Die dadurch gestiegene Nachfrage hat die Holzpreise steigen lassen, was allerorts auch zu mehr Holzdiebstählen führt. Wie stark dieses Problem sich ausgeprägt hat, zeigen nun aktuellen Zahlen aus Baden-Württemberg. Schaden nehmen hier nicht nur Waldbesitzer und das Ökosystem Wald, sondern auch die Luftreinheit in Wohngebieten ist durch vermehrte Holzverbrennung in Gefahr.

Der Sprecher des Landeskriminalamts Baden-Württemberg, David Fritsch, erklärt zur Zahl der Holzdiebstähle: "Von Januar bis September dieses Jahres liegen die Fallzahlen auf einem Fünfjahreshoch, und auch beim Schaden zeichnet sich ein Anstieg im Vergleich zu den Vorjahren ab". Im Vorjahr zählte die Behörde 479 Fälle mit einem Schaden von knapp 294.500 Euro. Im Jahr 2018 waren es 547 Fälle mit einem Schaden von rund 331.300 Euro.

**Bereitgestellte Daten:**
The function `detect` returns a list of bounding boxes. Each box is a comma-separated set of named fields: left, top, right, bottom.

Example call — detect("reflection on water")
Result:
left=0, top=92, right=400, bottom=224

**Aufgaben:**
**A)** Wie viele Fälle von Holzdiebstahl gab es laut Auszug im Jahr 2018?
**B)** Prüfe für jede Aussage, ob sie mit dem Auszug übereinstimmt, und belege dein Ja oder Nein mit dem entscheidenden Wortlaut: (i) Die gestiegenen Holzpreise führen zu mehr Holzdiebstählen. (ii) Im Vorjahr lag der Schaden durch Holzdiebstähle bei über 300.000 Euro. (iii) David Fritsch ist Sprecher des Landeskriminalamts Baden-Württemberg.
**C)** Fasse bitte den Absatz des Auszugs, der mit „Der Sprecher des Landeskriminalamts“ beginnt, als Stichpunktliste zusammen.

**Ergebnisse je Aufgabe:**
**A)** 547 Fälle.

**B)**
(i) Ja: „Die dadurch gestiegene Nachfrage hat die Holzpreise steigen lassen, was allerorts auch zu mehr Holzdiebstählen führt.“
(ii) Nein: „Im Vorjahr zählte die Behörde 479 Fälle mit einem Schaden von knapp 294.500 Euro.“
(iii) Ja: „Der Sprecher des Landeskriminalamts Baden-Württemberg, David Fritsch“

**C)**
- David Fritsch, Sprecher des Landeskriminalamts Baden-Württemberg: Von Januar bis September dieses Jahres liegen die Fallzahlen beim Holzdiebstahl auf einem Fünfjahreshoch; auch beim Schaden zeichnet sich ein Anstieg gegenüber den Vorjahren ab.
- Vorjahr: 479 Fälle, Schaden knapp 294.500 Euro
- 2018: 547 Fälle, Schaden rund 331.300 Euro